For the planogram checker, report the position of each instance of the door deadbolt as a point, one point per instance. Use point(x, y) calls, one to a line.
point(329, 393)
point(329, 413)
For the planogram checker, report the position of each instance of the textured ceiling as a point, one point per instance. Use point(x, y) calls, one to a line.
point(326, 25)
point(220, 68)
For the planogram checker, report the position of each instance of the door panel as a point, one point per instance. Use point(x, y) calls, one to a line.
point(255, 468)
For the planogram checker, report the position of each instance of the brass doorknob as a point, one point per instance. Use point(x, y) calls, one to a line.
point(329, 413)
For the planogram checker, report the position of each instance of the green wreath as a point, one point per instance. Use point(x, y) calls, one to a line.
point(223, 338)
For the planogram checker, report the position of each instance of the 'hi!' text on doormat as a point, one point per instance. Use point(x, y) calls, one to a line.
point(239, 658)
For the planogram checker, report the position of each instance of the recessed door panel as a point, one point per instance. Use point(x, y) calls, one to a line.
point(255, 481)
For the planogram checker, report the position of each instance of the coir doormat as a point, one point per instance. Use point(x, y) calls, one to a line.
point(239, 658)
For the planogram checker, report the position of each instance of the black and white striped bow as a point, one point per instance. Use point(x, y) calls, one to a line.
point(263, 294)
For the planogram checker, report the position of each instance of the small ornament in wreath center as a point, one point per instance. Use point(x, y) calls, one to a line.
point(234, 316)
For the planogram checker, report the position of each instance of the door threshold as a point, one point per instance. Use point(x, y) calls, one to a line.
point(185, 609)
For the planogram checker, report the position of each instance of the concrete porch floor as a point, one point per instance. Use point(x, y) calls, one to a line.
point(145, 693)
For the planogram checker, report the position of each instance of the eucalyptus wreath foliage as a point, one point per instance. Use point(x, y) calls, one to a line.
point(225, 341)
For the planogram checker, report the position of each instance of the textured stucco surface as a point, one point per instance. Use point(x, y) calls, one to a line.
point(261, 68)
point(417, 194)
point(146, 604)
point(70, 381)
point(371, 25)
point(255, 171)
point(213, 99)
■ ■ ■ ■ ■ ■ ■
Lay out every line of the entries above as a Markdown table with the columns Number and Content, numbering the rows and leaving out any blank lines.

| Number | Content |
|---|---|
| 1 | For the planogram checker, report the position of each instance of the door deadbolt as a point, one point per instance. Use point(x, y) calls, one to a line. |
| 2 | point(329, 393) |
| 3 | point(329, 413) |
| 4 | For the planogram checker, report the position of each instance of the textured ceiling as a point, one point per instance. Use point(x, y) calls, one to a line. |
| 5 | point(326, 25) |
| 6 | point(220, 68) |
| 7 | For the planogram checker, report the position of each instance of the door panel as a point, one point per instance. Use point(x, y) calls, one to a line. |
| 8 | point(255, 468) |
| 9 | For the planogram checker, report the position of each instance of the brass doorknob as a point, one point per instance. Use point(x, y) calls, one to a line. |
| 10 | point(329, 413) |
| 11 | For the planogram checker, report the position of each instance of the green wreath as a point, one point per instance. Use point(x, y) calls, one to a line. |
| 12 | point(223, 338) |
| 13 | For the planogram checker, report the position of each instance of the 'hi!' text on doormat as a point, one point per instance. Use point(x, y) calls, one to a line. |
| 14 | point(239, 658) |
| 15 | For the planogram checker, report the position of each instance of the recessed door panel as a point, one point per instance. Use point(x, y) calls, one to a line. |
| 16 | point(255, 481) |
| 17 | For the planogram checker, report the position of each instance of the coir doormat as a point, one point per instance. Use point(x, y) calls, one to a line. |
| 18 | point(239, 658) |
| 19 | For the planogram checker, report the position of each instance of the black and white striped bow as a point, one point per instance. Use point(x, y) calls, one to a line. |
| 20 | point(263, 294) |
| 21 | For the planogram checker, report the position of each instance of the small ornament in wreath center as a point, one point per instance. Use point(x, y) calls, one to a line. |
| 22 | point(234, 316) |
| 23 | For the planogram checker, report the position of each instance of the door threshold as a point, one point per instance. Use point(x, y) calls, one to a line. |
| 24 | point(185, 609) |
| 25 | For the planogram checker, report the position of each instance of the concrete porch floor as a point, one point per instance. Use point(x, y) calls, one to a line. |
| 26 | point(145, 693) |
| 27 | For the planogram checker, report the position of each instance of the eucalyptus wreath foliage as a point, one point per instance. Use point(x, y) calls, one to a line. |
| 28 | point(225, 341) |
| 29 | For the planogram checker, report the position of each instance of the textured stucco surface as a point, one point per instance. Use point(x, y) calls, one to a line. |
| 30 | point(261, 68) |
| 31 | point(417, 194) |
| 32 | point(146, 604) |
| 33 | point(70, 381) |
| 34 | point(371, 25) |
| 35 | point(255, 171) |
| 36 | point(213, 99) |